RECORD SET ->
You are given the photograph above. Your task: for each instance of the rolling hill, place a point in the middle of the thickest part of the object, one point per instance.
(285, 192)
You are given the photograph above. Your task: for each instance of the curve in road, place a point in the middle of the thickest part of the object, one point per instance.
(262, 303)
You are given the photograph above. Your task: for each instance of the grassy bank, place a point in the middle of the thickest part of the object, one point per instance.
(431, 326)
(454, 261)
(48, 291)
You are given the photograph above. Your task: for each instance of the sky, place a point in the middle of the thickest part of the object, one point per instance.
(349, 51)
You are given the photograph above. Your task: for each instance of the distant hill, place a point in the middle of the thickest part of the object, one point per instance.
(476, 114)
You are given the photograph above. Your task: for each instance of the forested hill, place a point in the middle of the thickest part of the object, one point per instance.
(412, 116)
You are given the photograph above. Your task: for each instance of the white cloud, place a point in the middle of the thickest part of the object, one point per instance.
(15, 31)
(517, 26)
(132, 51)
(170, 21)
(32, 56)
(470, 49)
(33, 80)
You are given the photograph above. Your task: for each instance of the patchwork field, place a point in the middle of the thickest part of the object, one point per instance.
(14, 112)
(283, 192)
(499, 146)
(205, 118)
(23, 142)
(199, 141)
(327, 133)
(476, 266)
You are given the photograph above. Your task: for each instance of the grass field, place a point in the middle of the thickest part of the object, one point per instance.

THE REQUEST -> Rewrite every line of the records above as a numbered list, skipping any blank lines.

OUTPUT OF THE TASK ->
1. You are given the photograph above. Your task: for each instance of the rolling hill, place a point in the middle of the thickest part of the object, one point per instance.
2. (285, 192)
3. You are given the photograph above. Your task: for each instance of the curve in road, place a point in the middle of the thickest part of the object, one point per instance.
4. (262, 303)
5. You are given the photograph above. Your task: for each instance of the grassy bank, place a point in the middle of the thickest part of the object, one point per instance.
6. (431, 326)
7. (454, 261)
8. (48, 291)
9. You are given the photograph above. Your task: for each instance of the sky, place a point in the middle of the thickest part of the object, one point per instance.
10. (349, 51)
11. You are given the photograph above. Your task: for each instance of the distant hill, place a point in the middle of the thickest part of the object, one point per instance.
12. (476, 114)
13. You are given the photograph above. Your task: for each instance of the forested hill, place a point in the middle of the thickest part of the object, one point per instance.
14. (412, 116)
15. You are given the photograph above. Your task: for each instance of the white cloud, place a point in the middle of the thickest part of the object, one point per instance.
16. (15, 31)
17. (517, 26)
18. (132, 51)
19. (170, 21)
20. (32, 56)
21. (470, 49)
22. (33, 80)
23. You are given the photograph above. Your task: for each instance of the patchwork field, place a point in the middle of the thickest part of the object, one point per instance.
24. (14, 112)
25. (283, 192)
26. (499, 146)
27. (205, 118)
28. (23, 142)
29. (199, 141)
30. (327, 133)
31. (476, 266)
32. You are given the photograph above. Your task: for each instance of the grass field, place a point in the middle of the thickest part of the object, one point per instance.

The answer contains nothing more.